Raw data
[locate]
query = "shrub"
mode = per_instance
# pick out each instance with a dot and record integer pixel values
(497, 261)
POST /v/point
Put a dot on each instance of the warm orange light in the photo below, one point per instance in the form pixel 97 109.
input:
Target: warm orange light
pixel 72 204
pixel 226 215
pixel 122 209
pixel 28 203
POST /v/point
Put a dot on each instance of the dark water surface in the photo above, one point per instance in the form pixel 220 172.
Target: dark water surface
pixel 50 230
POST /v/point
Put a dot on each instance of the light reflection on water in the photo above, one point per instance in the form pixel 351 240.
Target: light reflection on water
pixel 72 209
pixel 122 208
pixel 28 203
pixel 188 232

About this exercise
When you find a line in the records that contains the word "above", copy it.

Answer space
Put a dot on each instance of the dark water surface in the photo above, one point per instance in the form pixel 220 172.
Put a dot on each instance of the light reflection on water in the photo above, one point per instance in the form pixel 351 240.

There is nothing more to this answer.